---------- TEXT BLOCK ----------

Join Date: December 28, 2008
Posts: 127
I can't speak for the rest of the country but I can assure you that in Florida, there is no such thing as a "No knock" warrant. Having written and executed well over a hundred warrants (mostly drug related) I can safely say that no judge in our judicial district (or any I've heard of) would sign off on a warrant if you put a no knock stipulation in it.

Can you get away with a short knock and announce? Sure. It all depends on the circumstances, the type of warrant, the suspects, the type of violation etc. If you are executing a warrant on a residence occupied by a group of armed gang members wanted for robbery, you can probably justify, from an officer safety standpoint, a short K&A. The courts recognize that serving a warrant is dangerous and unless there is obvious, intentional midconduct on the part of the officers, they will grant some leeway.

If you're hitting an indoor marijuana grow where the suspects are not known to be armed or violent, you'd better give a longer K&A. Why? Not as much obvious danger and it's nearly impossible to destory the evidence of a grow in 60 seconds. Now, if they see you coming and run back into the house...it's game on with no K&A required (they already know that you're there and they're apparently not going to cooperate and let you in)

The key (in Florida anyway) to the whole K&A thing is to allow a "reasonable" time for the occupants to answer the door. Now, define reasonable? It depends on many variables and is not set in stone. If we knock and no one answers but we can hear people scrambling around inside...we're coming in. We don't know if you're destroying evidence or getting a weapon.

----------

WHAT TO DO. Return the forum post above on knock-and-announce warrants in Florida in full, word for word.

---------- SUPPLIED INFORMATION ----------

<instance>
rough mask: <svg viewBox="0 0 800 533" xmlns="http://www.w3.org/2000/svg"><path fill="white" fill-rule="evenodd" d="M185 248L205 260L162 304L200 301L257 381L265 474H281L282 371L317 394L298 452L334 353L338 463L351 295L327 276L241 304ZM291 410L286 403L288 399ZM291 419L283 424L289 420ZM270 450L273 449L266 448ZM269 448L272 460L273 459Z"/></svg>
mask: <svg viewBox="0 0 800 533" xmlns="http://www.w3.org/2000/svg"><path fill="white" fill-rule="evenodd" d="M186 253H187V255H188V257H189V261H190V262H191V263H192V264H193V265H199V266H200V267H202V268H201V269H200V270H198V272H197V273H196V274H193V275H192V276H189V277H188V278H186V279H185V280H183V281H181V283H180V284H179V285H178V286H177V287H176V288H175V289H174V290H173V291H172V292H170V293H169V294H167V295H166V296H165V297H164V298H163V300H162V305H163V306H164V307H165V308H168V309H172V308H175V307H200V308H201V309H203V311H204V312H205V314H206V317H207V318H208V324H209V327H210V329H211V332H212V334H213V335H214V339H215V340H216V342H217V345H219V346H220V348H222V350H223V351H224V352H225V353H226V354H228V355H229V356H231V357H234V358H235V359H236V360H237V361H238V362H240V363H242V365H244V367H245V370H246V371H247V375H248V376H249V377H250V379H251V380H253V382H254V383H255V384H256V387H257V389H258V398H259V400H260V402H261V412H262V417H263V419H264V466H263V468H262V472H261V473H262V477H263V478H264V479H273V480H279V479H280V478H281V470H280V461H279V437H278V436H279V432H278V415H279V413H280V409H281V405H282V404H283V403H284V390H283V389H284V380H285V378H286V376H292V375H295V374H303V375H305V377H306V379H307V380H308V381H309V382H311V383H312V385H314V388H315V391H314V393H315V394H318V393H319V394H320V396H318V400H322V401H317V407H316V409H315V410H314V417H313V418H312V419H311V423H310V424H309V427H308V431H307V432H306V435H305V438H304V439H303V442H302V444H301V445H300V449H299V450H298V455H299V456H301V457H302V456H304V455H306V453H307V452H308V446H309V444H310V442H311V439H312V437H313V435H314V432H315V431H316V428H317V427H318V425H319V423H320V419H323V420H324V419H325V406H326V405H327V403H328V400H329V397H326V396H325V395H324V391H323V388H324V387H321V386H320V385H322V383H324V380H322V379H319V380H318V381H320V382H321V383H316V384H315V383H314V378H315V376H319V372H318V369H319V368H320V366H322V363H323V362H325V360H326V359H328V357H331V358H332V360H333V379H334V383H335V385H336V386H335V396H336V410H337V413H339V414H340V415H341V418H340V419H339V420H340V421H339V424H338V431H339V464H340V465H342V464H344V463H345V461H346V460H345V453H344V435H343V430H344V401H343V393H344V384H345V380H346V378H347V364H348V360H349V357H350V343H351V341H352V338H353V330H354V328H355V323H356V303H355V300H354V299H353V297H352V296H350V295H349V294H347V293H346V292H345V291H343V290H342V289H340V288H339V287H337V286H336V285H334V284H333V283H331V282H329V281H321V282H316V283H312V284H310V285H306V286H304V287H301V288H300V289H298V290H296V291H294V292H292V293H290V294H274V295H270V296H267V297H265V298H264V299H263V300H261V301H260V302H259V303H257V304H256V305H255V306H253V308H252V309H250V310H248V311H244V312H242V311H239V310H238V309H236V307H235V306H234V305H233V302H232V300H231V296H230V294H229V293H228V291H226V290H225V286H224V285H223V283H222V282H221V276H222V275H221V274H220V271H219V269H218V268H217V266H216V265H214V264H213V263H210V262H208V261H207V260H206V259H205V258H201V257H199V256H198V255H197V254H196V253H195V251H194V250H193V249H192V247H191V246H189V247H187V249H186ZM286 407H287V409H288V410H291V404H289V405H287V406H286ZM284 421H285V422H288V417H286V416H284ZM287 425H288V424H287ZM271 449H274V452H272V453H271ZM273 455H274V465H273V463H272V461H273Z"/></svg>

----------

YOUR RESPONSE.
Join Date: December 28, 2008
Posts: 127
I can't speak for the rest of the country but I can assure you that in Florida, there is no such thing as a "No knock" warrant. Having written and executed well over a hundred warrants (mostly drug related) I can safely say that no judge in our judicial district (or any I've heard of) would sign off on a warrant if you put a no knock stipulation in it.

Can you get away with a short knock and announce? Sure. It all depends on the circumstances, the type of warrant, the suspects, the type of violation etc. If you are executing a warrant on a residence occupied by a group of armed gang members wanted for robbery, you can probably justify, from an officer safety standpoint, a short K&A. The courts recognize that serving a warrant is dangerous and unless there is obvious, intentional midconduct on the part of the officers, they will grant some leeway.

If you're hitting an indoor marijuana grow where the suspects are not known to be armed or violent, you'd better give a longer K&A. Why? Not as much obvious danger and it's nearly impossible to destory the evidence of a grow in 60 seconds. Now, if they see you coming and run back into the house...it's game on with no K&A required (they already know that you're there and they're apparently not going to cooperate and let you in)

The key (in Florida anyway) to the whole K&A thing is to allow a "reasonable" time for the occupants to answer the door. Now, define reasonable? It depends on many variables and is not set in stone. If we knock and no one answers but we can hear people scrambling around inside...we're coming in. We don't know if you're destroying evidence or getting a weapon.